►

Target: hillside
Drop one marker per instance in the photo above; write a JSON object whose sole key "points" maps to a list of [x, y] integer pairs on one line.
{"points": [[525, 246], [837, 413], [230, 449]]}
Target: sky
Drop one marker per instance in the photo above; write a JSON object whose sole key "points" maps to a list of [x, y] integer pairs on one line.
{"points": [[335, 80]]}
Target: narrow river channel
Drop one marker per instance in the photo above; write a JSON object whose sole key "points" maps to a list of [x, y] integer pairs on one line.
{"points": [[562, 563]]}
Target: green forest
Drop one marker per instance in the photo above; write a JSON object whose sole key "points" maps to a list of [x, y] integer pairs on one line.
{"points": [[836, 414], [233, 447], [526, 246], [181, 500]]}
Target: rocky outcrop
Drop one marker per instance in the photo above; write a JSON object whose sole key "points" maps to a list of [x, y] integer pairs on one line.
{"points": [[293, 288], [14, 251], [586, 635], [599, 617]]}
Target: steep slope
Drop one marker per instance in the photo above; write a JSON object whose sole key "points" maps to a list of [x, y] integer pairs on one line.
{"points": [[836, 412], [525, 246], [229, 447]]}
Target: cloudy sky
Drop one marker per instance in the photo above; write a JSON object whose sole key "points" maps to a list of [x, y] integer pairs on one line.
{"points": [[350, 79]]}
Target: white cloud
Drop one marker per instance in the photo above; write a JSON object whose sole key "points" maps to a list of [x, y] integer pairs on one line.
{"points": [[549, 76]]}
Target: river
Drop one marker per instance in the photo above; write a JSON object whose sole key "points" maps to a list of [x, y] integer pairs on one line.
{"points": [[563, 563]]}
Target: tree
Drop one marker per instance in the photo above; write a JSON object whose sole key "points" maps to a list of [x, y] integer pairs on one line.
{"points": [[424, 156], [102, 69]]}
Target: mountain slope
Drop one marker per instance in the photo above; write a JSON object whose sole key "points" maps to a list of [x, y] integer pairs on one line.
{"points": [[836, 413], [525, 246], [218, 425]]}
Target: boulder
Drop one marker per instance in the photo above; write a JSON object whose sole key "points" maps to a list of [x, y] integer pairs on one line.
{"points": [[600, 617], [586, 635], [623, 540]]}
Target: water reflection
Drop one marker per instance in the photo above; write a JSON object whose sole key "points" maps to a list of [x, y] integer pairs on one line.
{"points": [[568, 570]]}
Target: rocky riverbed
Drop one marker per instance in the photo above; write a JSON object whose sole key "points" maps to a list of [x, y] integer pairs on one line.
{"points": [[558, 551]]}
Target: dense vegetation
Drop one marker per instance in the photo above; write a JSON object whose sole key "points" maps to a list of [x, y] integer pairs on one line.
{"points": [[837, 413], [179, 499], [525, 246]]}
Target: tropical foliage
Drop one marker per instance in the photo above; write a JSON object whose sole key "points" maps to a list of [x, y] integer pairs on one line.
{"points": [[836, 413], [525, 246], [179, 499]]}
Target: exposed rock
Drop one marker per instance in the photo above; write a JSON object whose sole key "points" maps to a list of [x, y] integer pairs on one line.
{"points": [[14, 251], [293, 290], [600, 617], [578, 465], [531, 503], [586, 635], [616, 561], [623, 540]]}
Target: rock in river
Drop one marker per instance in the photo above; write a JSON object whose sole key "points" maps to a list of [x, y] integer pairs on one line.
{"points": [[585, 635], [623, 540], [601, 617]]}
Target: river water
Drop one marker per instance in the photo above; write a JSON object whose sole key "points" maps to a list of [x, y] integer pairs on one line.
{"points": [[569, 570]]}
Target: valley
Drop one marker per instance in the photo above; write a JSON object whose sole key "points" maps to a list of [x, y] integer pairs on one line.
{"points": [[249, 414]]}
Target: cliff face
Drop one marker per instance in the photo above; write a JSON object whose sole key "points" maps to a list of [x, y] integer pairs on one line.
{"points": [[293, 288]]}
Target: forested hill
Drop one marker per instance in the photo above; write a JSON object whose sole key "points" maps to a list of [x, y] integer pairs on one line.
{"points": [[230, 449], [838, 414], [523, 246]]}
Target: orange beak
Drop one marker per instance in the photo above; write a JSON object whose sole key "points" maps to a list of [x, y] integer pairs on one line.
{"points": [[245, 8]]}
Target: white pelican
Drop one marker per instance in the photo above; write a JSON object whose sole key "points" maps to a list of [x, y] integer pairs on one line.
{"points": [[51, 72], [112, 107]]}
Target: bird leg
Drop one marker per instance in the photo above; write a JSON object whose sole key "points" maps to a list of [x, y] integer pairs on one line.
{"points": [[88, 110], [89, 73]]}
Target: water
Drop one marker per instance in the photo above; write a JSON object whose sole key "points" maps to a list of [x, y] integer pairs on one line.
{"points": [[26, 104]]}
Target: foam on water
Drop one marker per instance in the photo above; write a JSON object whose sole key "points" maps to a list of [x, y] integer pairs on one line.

◄

# STATED GOAL:
Format everything from the line containing "Target: orange beak" down to the end of the material as a JSON list of strings, one string per line, leaving out blank lines.

# EXPECTED ANSWER:
[
  "Target: orange beak",
  "Drop one marker per instance in the photo above; write a JSON object whose sole key \"points\" maps to a list of [x, y] integer pairs on one line.",
  "{\"points\": [[245, 8]]}",
  "Target: white pelican",
  "Drop one marker per instance in the photo above; write a JSON object whose sole key \"points\" maps to a list of [x, y] integer pairs on one line.",
  "{\"points\": [[51, 72], [112, 107]]}",
  "Target: bird leg",
  "Drop one marker per instance in the photo above; write a JSON object whose sole key \"points\" maps to a list of [x, y] integer pairs on one line.",
  "{\"points\": [[88, 110], [89, 73]]}",
  "Target: water",
  "Drop one marker per instance in the photo above; write a JSON object whose sole key \"points\" maps to a list of [x, y] integer pairs on one line.",
  "{\"points\": [[26, 104]]}",
  "Target: foam on water",
  "Drop one marker per instance in the photo above; write a JSON object whose sole key \"points\" maps to a list of [x, y] integer pairs on one line."
]